### WHAT YOU SHOULD DO
Reproduce every line of the data from the line with "As documented, this system finds the locomotive roof" up to and including the line with "left=108, top=0, right=150, bottom=37", increasing each bounding-box coordinate by 94 and keeping all other text unchanged.

### EXCERPTED DATA
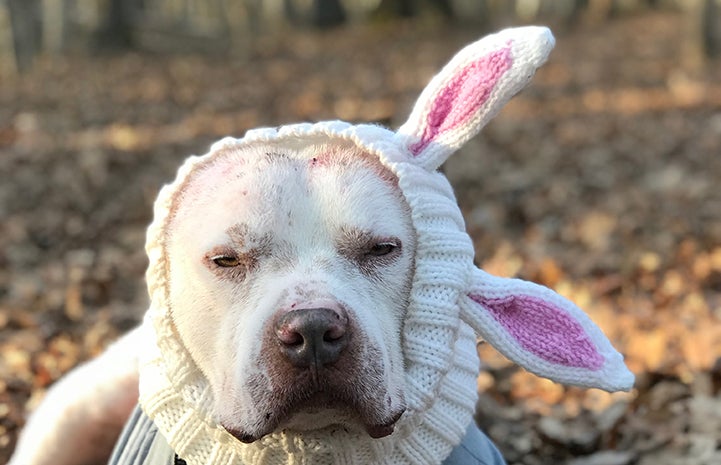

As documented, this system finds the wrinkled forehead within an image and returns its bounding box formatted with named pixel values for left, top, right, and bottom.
left=168, top=140, right=408, bottom=239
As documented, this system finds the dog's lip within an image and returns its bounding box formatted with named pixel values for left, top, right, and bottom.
left=365, top=408, right=405, bottom=439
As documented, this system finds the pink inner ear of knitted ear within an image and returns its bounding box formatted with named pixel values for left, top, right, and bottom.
left=469, top=295, right=604, bottom=370
left=410, top=44, right=513, bottom=155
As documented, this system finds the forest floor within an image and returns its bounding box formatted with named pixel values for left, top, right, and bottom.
left=0, top=8, right=721, bottom=465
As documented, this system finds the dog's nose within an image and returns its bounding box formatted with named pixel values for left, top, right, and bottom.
left=275, top=308, right=348, bottom=368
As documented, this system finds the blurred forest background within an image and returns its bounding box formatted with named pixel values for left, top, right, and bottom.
left=0, top=0, right=721, bottom=465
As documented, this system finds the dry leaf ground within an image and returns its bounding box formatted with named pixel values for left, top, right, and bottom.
left=0, top=13, right=721, bottom=465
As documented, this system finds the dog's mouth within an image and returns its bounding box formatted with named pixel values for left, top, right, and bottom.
left=216, top=304, right=405, bottom=443
left=220, top=344, right=405, bottom=443
left=223, top=391, right=405, bottom=443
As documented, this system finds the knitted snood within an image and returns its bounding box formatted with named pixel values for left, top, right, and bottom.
left=135, top=27, right=633, bottom=465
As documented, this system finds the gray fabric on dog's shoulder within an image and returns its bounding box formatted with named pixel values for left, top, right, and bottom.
left=108, top=407, right=506, bottom=465
left=108, top=406, right=175, bottom=465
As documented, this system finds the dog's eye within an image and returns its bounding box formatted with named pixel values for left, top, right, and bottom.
left=366, top=242, right=398, bottom=257
left=210, top=255, right=240, bottom=268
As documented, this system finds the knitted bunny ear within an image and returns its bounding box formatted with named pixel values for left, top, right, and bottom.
left=461, top=269, right=634, bottom=391
left=398, top=26, right=555, bottom=170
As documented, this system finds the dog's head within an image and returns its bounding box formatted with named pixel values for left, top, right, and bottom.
left=140, top=27, right=633, bottom=463
left=165, top=143, right=415, bottom=442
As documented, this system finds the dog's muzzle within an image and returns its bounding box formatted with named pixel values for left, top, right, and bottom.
left=221, top=303, right=405, bottom=443
left=275, top=307, right=350, bottom=374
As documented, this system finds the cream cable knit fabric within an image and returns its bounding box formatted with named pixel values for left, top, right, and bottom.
left=140, top=27, right=633, bottom=465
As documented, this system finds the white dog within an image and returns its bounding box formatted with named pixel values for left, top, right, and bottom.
left=11, top=27, right=633, bottom=465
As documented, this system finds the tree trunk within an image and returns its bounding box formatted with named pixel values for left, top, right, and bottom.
left=313, top=0, right=345, bottom=28
left=7, top=0, right=42, bottom=73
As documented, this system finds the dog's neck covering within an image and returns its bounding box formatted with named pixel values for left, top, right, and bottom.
left=140, top=27, right=633, bottom=465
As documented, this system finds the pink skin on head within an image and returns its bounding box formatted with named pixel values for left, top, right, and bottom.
left=410, top=44, right=513, bottom=155
left=469, top=295, right=605, bottom=370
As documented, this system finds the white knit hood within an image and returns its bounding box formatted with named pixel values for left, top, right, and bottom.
left=140, top=27, right=633, bottom=465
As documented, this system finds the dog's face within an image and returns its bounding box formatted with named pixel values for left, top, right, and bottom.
left=165, top=144, right=416, bottom=442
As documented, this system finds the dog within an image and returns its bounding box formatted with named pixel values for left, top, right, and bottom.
left=10, top=27, right=633, bottom=465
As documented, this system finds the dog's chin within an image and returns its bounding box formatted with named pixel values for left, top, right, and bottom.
left=221, top=393, right=405, bottom=443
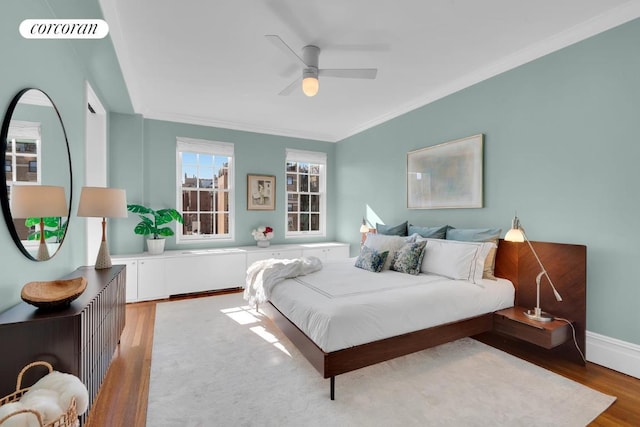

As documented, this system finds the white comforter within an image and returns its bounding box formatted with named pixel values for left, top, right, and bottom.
left=269, top=259, right=515, bottom=352
left=244, top=257, right=322, bottom=307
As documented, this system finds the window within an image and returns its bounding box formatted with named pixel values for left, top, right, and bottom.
left=286, top=150, right=327, bottom=237
left=176, top=138, right=234, bottom=242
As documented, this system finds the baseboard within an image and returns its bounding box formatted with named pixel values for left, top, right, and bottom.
left=587, top=331, right=640, bottom=379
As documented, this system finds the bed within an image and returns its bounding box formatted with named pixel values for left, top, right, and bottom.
left=248, top=234, right=586, bottom=400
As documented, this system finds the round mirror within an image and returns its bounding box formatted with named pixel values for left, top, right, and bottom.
left=0, top=89, right=72, bottom=261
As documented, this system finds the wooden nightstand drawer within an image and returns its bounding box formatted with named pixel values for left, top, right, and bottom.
left=493, top=307, right=571, bottom=349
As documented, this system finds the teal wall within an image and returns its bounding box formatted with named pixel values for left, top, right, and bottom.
left=0, top=0, right=133, bottom=311
left=336, top=20, right=640, bottom=344
left=109, top=118, right=337, bottom=254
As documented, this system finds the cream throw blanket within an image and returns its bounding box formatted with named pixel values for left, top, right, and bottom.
left=244, top=256, right=322, bottom=307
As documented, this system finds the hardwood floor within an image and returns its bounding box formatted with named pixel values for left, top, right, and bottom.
left=85, top=301, right=640, bottom=427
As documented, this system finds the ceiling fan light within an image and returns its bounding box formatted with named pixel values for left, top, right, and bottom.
left=302, top=77, right=320, bottom=96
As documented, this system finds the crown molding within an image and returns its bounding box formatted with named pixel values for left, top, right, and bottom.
left=340, top=0, right=640, bottom=140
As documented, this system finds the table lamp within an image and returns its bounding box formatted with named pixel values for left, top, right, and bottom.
left=78, top=187, right=127, bottom=270
left=11, top=185, right=69, bottom=261
left=504, top=215, right=562, bottom=322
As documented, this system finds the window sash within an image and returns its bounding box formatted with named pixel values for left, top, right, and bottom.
left=285, top=149, right=327, bottom=237
left=176, top=137, right=234, bottom=243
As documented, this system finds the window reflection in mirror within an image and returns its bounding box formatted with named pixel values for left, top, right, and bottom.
left=2, top=89, right=71, bottom=260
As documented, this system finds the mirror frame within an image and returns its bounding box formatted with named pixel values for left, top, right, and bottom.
left=0, top=87, right=73, bottom=261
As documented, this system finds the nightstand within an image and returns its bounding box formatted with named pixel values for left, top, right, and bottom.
left=493, top=307, right=571, bottom=349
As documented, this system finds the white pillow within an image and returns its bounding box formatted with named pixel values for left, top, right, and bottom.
left=364, top=233, right=415, bottom=270
left=416, top=238, right=496, bottom=284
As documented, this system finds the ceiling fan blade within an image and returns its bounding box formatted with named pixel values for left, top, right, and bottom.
left=318, top=68, right=378, bottom=79
left=278, top=77, right=302, bottom=96
left=265, top=34, right=307, bottom=65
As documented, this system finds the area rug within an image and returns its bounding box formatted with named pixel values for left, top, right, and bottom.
left=147, top=294, right=615, bottom=427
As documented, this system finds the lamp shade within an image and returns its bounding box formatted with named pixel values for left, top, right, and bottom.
left=504, top=228, right=524, bottom=242
left=11, top=185, right=69, bottom=218
left=78, top=187, right=127, bottom=218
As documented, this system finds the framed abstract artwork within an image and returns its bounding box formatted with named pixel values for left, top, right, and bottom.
left=247, top=174, right=276, bottom=211
left=407, top=134, right=484, bottom=209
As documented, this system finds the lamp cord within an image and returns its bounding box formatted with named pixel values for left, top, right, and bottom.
left=555, top=317, right=587, bottom=363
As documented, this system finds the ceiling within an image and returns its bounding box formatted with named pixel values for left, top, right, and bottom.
left=100, top=0, right=640, bottom=142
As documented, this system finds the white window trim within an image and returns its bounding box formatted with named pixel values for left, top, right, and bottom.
left=284, top=148, right=328, bottom=239
left=175, top=136, right=236, bottom=244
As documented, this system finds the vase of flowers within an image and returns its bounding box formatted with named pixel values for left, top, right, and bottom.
left=251, top=226, right=273, bottom=248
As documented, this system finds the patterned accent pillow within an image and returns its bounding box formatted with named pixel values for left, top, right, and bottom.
left=391, top=240, right=427, bottom=275
left=355, top=246, right=389, bottom=273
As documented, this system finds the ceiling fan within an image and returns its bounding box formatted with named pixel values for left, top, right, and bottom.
left=265, top=34, right=378, bottom=96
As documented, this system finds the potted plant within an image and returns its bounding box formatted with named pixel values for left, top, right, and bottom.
left=127, top=205, right=184, bottom=255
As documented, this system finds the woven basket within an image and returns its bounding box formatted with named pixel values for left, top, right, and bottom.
left=0, top=361, right=80, bottom=427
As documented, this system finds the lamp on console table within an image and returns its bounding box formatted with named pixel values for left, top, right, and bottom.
left=78, top=187, right=127, bottom=270
left=504, top=215, right=562, bottom=322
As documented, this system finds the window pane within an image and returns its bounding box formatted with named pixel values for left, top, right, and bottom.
left=300, top=214, right=309, bottom=231
left=216, top=168, right=229, bottom=190
left=215, top=191, right=229, bottom=212
left=16, top=141, right=38, bottom=154
left=198, top=153, right=213, bottom=168
left=181, top=151, right=198, bottom=166
left=311, top=214, right=320, bottom=231
left=310, top=195, right=320, bottom=212
left=300, top=194, right=309, bottom=212
left=182, top=214, right=199, bottom=234
left=287, top=194, right=300, bottom=212
left=287, top=174, right=298, bottom=191
left=199, top=191, right=213, bottom=212
left=182, top=166, right=198, bottom=187
left=182, top=190, right=198, bottom=212
left=309, top=175, right=320, bottom=193
left=200, top=213, right=215, bottom=234
left=215, top=213, right=229, bottom=234
left=16, top=156, right=38, bottom=182
left=287, top=214, right=298, bottom=231
left=299, top=175, right=309, bottom=193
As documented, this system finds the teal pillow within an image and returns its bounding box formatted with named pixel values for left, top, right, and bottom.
left=447, top=228, right=502, bottom=242
left=376, top=221, right=408, bottom=236
left=447, top=228, right=502, bottom=280
left=355, top=246, right=389, bottom=273
left=391, top=240, right=427, bottom=275
left=409, top=224, right=451, bottom=239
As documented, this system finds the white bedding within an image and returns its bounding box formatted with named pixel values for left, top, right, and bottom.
left=270, top=259, right=515, bottom=352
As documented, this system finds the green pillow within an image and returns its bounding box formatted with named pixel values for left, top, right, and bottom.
left=409, top=224, right=450, bottom=239
left=355, top=246, right=389, bottom=273
left=376, top=221, right=408, bottom=236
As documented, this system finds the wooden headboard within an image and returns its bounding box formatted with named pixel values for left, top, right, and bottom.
left=495, top=240, right=587, bottom=358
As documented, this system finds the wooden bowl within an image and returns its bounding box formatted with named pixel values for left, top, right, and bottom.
left=20, top=276, right=87, bottom=310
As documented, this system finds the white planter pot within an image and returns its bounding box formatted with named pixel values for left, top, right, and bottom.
left=147, top=239, right=164, bottom=255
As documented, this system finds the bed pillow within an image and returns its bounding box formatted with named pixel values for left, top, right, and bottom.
left=391, top=240, right=427, bottom=275
left=376, top=221, right=408, bottom=236
left=364, top=233, right=413, bottom=270
left=418, top=238, right=495, bottom=284
left=447, top=228, right=502, bottom=280
left=407, top=224, right=449, bottom=239
left=355, top=246, right=389, bottom=273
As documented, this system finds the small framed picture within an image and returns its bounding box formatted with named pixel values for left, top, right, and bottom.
left=247, top=174, right=276, bottom=211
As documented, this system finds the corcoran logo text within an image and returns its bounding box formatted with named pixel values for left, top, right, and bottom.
left=20, top=19, right=109, bottom=39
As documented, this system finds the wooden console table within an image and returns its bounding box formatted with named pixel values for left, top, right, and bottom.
left=0, top=265, right=126, bottom=423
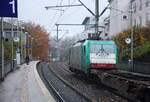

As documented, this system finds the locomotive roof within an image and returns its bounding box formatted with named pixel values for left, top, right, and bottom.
left=84, top=40, right=115, bottom=44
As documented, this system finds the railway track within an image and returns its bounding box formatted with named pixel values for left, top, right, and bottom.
left=98, top=70, right=150, bottom=102
left=50, top=63, right=131, bottom=102
left=39, top=61, right=92, bottom=102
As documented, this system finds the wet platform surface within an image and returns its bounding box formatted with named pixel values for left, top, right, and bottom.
left=0, top=61, right=55, bottom=102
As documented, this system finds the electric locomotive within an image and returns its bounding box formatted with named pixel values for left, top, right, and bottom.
left=69, top=40, right=117, bottom=74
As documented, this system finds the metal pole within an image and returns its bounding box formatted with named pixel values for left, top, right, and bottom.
left=31, top=38, right=33, bottom=59
left=95, top=0, right=99, bottom=37
left=56, top=25, right=59, bottom=60
left=1, top=17, right=5, bottom=80
left=131, top=11, right=134, bottom=70
left=130, top=5, right=134, bottom=71
left=11, top=18, right=14, bottom=69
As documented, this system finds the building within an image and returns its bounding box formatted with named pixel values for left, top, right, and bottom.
left=108, top=0, right=150, bottom=37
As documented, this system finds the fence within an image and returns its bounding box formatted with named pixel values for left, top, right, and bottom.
left=117, top=61, right=150, bottom=74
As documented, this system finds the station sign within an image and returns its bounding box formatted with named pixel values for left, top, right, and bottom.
left=0, top=0, right=18, bottom=17
left=125, top=38, right=131, bottom=44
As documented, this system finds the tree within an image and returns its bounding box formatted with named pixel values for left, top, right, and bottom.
left=114, top=26, right=150, bottom=60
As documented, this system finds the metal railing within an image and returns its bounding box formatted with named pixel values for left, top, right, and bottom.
left=117, top=61, right=150, bottom=74
left=0, top=60, right=17, bottom=79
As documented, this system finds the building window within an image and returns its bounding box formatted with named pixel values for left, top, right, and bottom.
left=139, top=0, right=142, bottom=10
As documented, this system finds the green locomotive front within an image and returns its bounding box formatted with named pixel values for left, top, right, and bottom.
left=69, top=40, right=117, bottom=73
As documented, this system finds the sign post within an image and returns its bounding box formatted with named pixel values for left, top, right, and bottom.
left=0, top=0, right=18, bottom=80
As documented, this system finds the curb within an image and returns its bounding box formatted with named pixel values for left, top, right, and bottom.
left=34, top=61, right=56, bottom=102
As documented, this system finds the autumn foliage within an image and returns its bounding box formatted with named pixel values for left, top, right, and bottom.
left=114, top=25, right=150, bottom=60
left=24, top=23, right=50, bottom=60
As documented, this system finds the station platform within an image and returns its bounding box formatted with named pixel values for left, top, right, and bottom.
left=0, top=61, right=55, bottom=102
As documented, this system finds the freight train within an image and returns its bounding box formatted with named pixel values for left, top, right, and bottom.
left=69, top=40, right=117, bottom=74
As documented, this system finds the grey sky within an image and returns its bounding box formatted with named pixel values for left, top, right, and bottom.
left=18, top=0, right=107, bottom=35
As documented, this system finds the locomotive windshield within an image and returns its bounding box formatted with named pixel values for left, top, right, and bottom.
left=90, top=44, right=114, bottom=53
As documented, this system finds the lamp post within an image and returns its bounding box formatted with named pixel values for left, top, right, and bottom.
left=0, top=17, right=5, bottom=80
left=11, top=18, right=14, bottom=70
left=31, top=37, right=34, bottom=59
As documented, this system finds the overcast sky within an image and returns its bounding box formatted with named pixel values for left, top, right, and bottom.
left=18, top=0, right=108, bottom=36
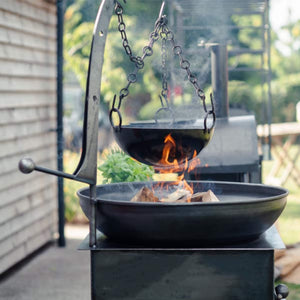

### EXPECTED ANSWER
As documented, this system finds the locomotive roof within an image and returns its bounding box formatted with named pixel values for left, top, right, and bottom.
left=178, top=134, right=209, bottom=138
As documented, this system finds the railway track within an image and returns its bounding box formatted with named pixel values for left, top, right, and bottom.
left=192, top=164, right=244, bottom=196
left=144, top=157, right=225, bottom=196
left=133, top=155, right=186, bottom=196
As documented, this system finds the wet platform surface within an image and returns its bounding box formatted with named pixel values for left, top, right, and bottom.
left=94, top=155, right=149, bottom=196
As documented, this system finds the electric locomotive within an image and returns its bounding box formatted with named pixel values for left, top, right, and bottom.
left=163, top=134, right=211, bottom=168
As documented, this system finds the metal pole within an image and returns its bounding box formatted with named pixel values for left, top, right, and bottom.
left=125, top=132, right=127, bottom=153
left=189, top=94, right=193, bottom=131
left=150, top=119, right=153, bottom=154
left=95, top=111, right=99, bottom=174
left=225, top=105, right=228, bottom=164
left=224, top=99, right=228, bottom=165
left=105, top=112, right=108, bottom=163
As documented, this system finds the building within an image and returns its bounding box formatted with named pixel values for left, top, right, and bottom.
left=202, top=94, right=244, bottom=131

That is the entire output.